Testo fornito:

Pause e qualche scazzo interno a parte, i Dinosaur Jr. sono un'istituzione indie-rock attiva da ormai oltre sette lustri. Pur non essendo particolarmente inclini a colpi di scena e mutazioni repentine di suono o attitudine, Mascis, Barlow e Murph sono riusciti a mantenere sempre alte l'attenzione e le attese dei loro fan, un nutrito blocco ormai delle proporzioni e della fedeltà di un culto, grazie a una qualità di scrittura costantemente alta e a un sound unico, guidato ovviamente dalla chitarra funambolica di J, ormai una sorta di "ultimo dei guitar heroes".
Ritardato di un annetto o giù di lì causa Covid-19 e licenziato dalla sempreverde Jagjaguwar, "Sweep It Into Space" è il dodicesimo disco del trio. Non che di solito non lo siano, ma questa volta le aspettative erano decisamente alte, grazie all'annuncio della partecipazione al disco da parte di Kurt Vile, che ne ha curato in parte la produzione, nonché suonato diverse parti di chitarra. La premessa era particolarmente stuzzicante non soltanto per le indubbie qualità di Vile, altro gigante contemporaneo (sebbene meno navigato) della chitarra, quanto per il suo debito stilistico nei confronti della band e in particolare di Mascis.
La delusione, se tale possiamo definirla, che "Sweep It Into Space" porta con sé riguarda proprio l'apporto del chitarrista di Philly, che manca di farsi segnante. Difatti, se si eccettuano le finiture del singolo "I Ran Away" e l'andamento più svaccato del solito e tipico dell'andazzo slacker di Vile, la partecipazione risulta piuttosto impalpabile.
Sempre subordinato a Mascis nel ruolo di scrittore dei testi dei dinosauri, Barlow firma questa volta due soli brani, cantandone peró il più bello, una "The Garden" traboccante malinconia e con un ritornello trascinante ma lieve che ricorda i miracoli di "Green Mind".
Rispetto ad altri dischi del passato post-reunion dei Dinosaur Jr., questo ultimo è forse il più gentile e sussurrato, con l'impatto melodico a prevalere sugli arrembaggi chitarristici. Un minimo sindacale di numeri à-la Mascis non può però mancare e così in "I Met The Stones" sono mazzate quasi metal e in "I Expect It Always" si derapa e cambia passo come in un rally.
A parte la succitata "Garden", brano di bellezza davvero immediata e adamantina, il disco non vive di episodi folgoranti, preferendo invece fluire con continua piacevolezza. La formula più unica che rara della band aiuta certamente a far drizzare le antenne degli ascoltatori ad ogni uscita, ma va detto che questi tre vecchi freak di Amherst, pur quando come questa volta non osano troppo, il risultato lo portano sempre a casa.

Lavoro richiesto: Nella recensione di "Sweep It Into Space", quale brano cantato da Barlow è indicato come il più bello?

Materiale fornito:
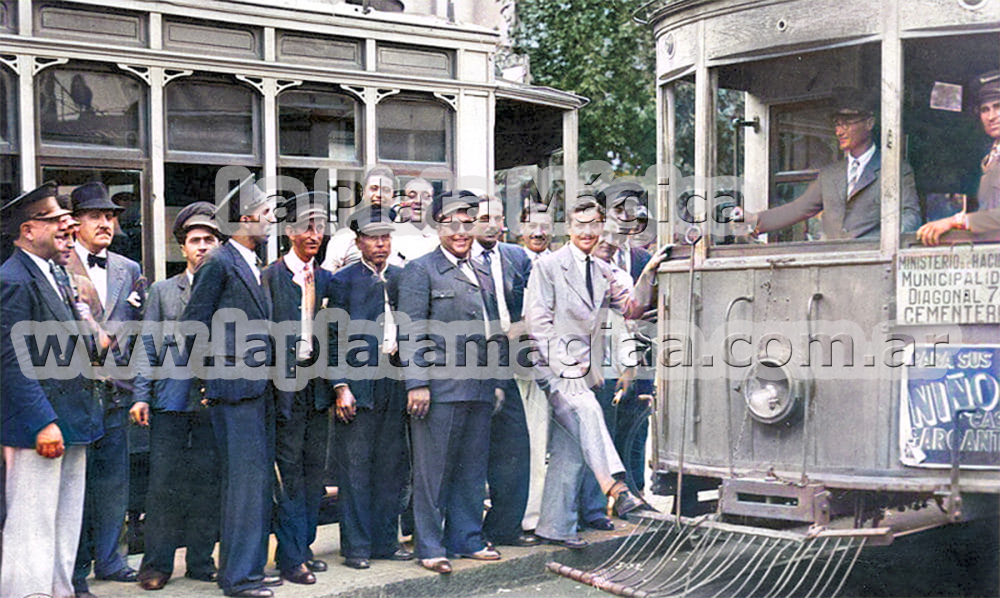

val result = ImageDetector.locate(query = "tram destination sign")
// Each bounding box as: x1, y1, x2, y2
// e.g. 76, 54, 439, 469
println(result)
896, 245, 1000, 324
899, 345, 1000, 469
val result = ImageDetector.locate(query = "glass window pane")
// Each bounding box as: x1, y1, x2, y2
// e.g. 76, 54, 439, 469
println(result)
377, 99, 451, 162
166, 80, 256, 155
37, 67, 146, 149
278, 91, 358, 162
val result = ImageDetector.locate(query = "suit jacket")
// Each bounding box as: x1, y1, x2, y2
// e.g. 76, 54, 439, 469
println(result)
399, 247, 500, 403
326, 262, 403, 409
0, 249, 104, 448
183, 242, 271, 403
132, 272, 201, 411
757, 150, 922, 240
524, 245, 649, 389
260, 259, 333, 418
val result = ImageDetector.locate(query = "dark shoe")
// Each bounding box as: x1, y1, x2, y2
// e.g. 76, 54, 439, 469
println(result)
587, 517, 615, 532
184, 571, 219, 583
281, 563, 316, 586
226, 588, 274, 598
420, 557, 451, 575
260, 575, 285, 588
344, 556, 371, 569
538, 536, 590, 550
94, 567, 139, 583
139, 569, 170, 591
306, 559, 329, 573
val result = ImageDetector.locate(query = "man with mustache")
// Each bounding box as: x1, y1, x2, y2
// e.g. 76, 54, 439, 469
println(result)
0, 183, 103, 598
68, 182, 143, 595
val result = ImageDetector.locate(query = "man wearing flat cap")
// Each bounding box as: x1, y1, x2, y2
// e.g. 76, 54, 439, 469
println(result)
261, 193, 333, 584
0, 183, 103, 598
917, 71, 1000, 245
327, 209, 413, 569
68, 182, 144, 594
130, 201, 220, 590
182, 176, 281, 598
733, 89, 921, 241
399, 191, 503, 573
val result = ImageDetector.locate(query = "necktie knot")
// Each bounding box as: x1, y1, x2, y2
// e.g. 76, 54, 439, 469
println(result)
87, 253, 108, 270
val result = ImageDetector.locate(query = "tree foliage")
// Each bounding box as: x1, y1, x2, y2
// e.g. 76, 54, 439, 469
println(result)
513, 0, 656, 174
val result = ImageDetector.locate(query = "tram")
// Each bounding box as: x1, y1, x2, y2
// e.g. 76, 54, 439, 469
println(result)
552, 0, 1000, 596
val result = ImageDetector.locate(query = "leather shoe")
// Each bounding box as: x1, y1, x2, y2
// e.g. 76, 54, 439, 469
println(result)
420, 557, 451, 575
94, 567, 139, 583
260, 575, 285, 588
587, 517, 615, 532
139, 569, 170, 591
226, 588, 274, 598
281, 563, 316, 586
344, 556, 371, 569
538, 536, 590, 550
306, 559, 328, 573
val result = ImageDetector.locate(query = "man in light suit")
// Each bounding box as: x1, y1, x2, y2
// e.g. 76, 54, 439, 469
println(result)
130, 201, 220, 590
182, 176, 281, 598
261, 193, 333, 585
0, 183, 103, 598
327, 210, 413, 569
472, 197, 540, 546
733, 89, 921, 240
68, 182, 144, 595
525, 199, 669, 548
399, 191, 500, 573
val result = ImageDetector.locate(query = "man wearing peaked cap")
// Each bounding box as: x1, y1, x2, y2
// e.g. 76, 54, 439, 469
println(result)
182, 179, 281, 598
329, 209, 413, 569
733, 88, 921, 240
130, 201, 220, 590
261, 192, 333, 584
67, 182, 145, 594
917, 71, 1000, 245
0, 183, 102, 598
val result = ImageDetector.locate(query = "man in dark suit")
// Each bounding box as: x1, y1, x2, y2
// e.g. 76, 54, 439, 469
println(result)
182, 177, 281, 598
399, 191, 502, 573
261, 193, 333, 584
68, 182, 143, 595
327, 210, 413, 569
472, 198, 541, 546
732, 89, 921, 240
0, 183, 103, 598
130, 201, 220, 590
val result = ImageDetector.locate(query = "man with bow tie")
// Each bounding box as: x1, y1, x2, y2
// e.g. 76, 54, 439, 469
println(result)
68, 182, 144, 595
328, 210, 413, 569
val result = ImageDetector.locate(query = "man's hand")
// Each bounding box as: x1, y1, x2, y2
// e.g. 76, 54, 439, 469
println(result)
35, 422, 66, 459
128, 401, 149, 427
333, 384, 358, 424
406, 386, 431, 419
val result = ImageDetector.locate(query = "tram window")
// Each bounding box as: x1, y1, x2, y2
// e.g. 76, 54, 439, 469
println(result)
166, 78, 259, 155
36, 63, 147, 150
278, 91, 361, 163
376, 96, 454, 164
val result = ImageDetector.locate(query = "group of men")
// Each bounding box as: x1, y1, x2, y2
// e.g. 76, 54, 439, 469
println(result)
0, 73, 1000, 598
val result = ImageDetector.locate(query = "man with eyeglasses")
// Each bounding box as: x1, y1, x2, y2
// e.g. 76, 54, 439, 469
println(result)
732, 89, 921, 241
0, 183, 103, 598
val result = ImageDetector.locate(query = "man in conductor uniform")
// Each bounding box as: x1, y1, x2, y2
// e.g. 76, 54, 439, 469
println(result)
0, 183, 103, 598
182, 177, 281, 598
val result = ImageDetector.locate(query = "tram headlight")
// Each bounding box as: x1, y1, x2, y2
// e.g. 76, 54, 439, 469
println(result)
743, 359, 802, 424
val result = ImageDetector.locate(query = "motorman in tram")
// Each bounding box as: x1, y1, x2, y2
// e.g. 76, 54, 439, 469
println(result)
733, 89, 921, 240
917, 71, 1000, 245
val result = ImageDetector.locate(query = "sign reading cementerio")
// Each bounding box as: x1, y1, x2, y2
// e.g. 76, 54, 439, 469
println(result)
896, 245, 1000, 324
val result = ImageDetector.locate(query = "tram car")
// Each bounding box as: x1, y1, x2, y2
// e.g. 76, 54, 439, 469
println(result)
553, 0, 1000, 596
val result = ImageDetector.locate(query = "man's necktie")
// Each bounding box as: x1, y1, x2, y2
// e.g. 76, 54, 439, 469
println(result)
586, 255, 594, 303
87, 253, 108, 270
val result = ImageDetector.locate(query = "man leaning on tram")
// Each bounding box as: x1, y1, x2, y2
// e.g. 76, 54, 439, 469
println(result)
733, 89, 921, 240
917, 71, 1000, 245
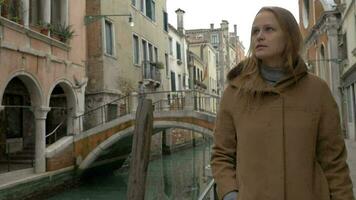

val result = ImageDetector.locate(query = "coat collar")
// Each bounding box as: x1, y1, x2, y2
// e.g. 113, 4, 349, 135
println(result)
229, 58, 307, 94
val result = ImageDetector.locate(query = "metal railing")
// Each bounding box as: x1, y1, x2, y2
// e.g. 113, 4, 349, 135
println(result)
198, 179, 218, 200
142, 61, 161, 83
75, 95, 131, 131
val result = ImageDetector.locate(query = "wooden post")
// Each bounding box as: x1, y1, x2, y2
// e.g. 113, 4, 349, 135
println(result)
127, 98, 153, 200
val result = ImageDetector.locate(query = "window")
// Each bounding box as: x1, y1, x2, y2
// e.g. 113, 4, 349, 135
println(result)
177, 74, 182, 90
176, 42, 182, 60
164, 53, 169, 76
339, 33, 347, 59
154, 47, 158, 62
148, 43, 153, 62
169, 38, 173, 55
145, 0, 156, 21
163, 11, 168, 32
140, 0, 145, 12
171, 71, 176, 91
133, 35, 140, 65
142, 40, 147, 62
105, 20, 114, 55
0, 0, 23, 23
151, 1, 156, 21
211, 34, 219, 44
51, 0, 62, 24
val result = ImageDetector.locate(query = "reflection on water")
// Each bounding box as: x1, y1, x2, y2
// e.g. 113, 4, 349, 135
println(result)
50, 142, 211, 200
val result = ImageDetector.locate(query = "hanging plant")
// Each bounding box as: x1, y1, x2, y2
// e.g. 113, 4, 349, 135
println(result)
50, 24, 74, 43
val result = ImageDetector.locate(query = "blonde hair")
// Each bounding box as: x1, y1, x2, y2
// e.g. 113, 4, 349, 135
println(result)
227, 7, 303, 96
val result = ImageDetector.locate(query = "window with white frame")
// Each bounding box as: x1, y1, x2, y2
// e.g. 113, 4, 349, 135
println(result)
211, 34, 219, 44
148, 43, 153, 62
164, 53, 169, 77
145, 0, 156, 21
142, 40, 148, 62
176, 42, 182, 60
169, 38, 173, 55
140, 0, 146, 12
132, 35, 140, 65
154, 47, 158, 62
105, 20, 114, 55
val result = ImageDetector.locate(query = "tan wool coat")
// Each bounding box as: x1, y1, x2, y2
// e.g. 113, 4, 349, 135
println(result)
211, 59, 354, 200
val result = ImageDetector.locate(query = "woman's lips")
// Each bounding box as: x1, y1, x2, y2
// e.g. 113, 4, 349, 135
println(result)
256, 45, 267, 50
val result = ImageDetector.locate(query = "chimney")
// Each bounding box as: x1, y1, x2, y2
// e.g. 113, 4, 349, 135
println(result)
176, 8, 185, 34
220, 20, 229, 30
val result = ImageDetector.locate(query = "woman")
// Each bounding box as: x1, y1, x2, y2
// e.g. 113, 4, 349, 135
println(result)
211, 7, 354, 200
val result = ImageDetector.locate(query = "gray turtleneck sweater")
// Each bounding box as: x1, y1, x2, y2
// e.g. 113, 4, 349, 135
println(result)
260, 65, 288, 86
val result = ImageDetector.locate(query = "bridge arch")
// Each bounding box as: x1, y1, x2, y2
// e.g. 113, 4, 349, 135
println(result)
79, 111, 215, 171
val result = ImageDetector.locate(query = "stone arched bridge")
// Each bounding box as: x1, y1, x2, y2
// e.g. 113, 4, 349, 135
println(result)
46, 91, 218, 171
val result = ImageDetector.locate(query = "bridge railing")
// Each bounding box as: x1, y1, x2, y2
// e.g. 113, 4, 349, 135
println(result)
73, 90, 220, 134
198, 179, 218, 200
76, 95, 131, 131
145, 90, 220, 114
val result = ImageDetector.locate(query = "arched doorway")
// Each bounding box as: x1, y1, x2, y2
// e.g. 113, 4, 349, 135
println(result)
46, 82, 75, 145
0, 77, 36, 172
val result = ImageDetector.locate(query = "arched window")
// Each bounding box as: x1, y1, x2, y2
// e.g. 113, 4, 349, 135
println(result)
302, 0, 310, 28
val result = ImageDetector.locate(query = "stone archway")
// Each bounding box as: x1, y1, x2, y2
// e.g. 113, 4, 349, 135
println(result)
0, 74, 42, 172
46, 80, 77, 144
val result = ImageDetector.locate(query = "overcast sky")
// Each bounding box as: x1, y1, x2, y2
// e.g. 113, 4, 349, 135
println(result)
167, 0, 299, 51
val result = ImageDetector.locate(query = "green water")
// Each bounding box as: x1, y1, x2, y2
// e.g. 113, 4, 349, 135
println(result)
49, 143, 211, 200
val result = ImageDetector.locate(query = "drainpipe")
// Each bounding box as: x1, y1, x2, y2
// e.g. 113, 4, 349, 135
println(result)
41, 0, 51, 23
34, 107, 50, 173
61, 0, 69, 26
326, 15, 341, 112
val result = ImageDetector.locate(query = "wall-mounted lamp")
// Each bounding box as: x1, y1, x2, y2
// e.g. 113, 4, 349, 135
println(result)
84, 13, 135, 27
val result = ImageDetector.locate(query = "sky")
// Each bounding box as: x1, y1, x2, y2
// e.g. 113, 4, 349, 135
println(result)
167, 0, 299, 52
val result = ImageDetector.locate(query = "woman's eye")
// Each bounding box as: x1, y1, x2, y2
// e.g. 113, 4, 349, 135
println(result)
252, 29, 260, 35
265, 27, 274, 32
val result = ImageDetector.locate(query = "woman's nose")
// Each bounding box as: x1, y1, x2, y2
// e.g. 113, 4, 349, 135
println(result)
257, 30, 265, 40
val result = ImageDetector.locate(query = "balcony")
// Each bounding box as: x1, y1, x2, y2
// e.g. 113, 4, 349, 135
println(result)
142, 61, 162, 88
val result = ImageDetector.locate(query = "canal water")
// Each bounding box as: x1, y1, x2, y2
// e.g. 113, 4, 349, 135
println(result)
49, 142, 211, 200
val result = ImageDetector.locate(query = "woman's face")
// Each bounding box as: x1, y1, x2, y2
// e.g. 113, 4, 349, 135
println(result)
251, 11, 286, 67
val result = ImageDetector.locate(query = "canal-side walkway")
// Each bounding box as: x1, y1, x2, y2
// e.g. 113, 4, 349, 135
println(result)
345, 140, 356, 196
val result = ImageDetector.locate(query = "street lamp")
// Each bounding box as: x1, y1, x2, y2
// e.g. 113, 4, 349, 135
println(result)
84, 13, 135, 27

Risultato atteso: "The Garden".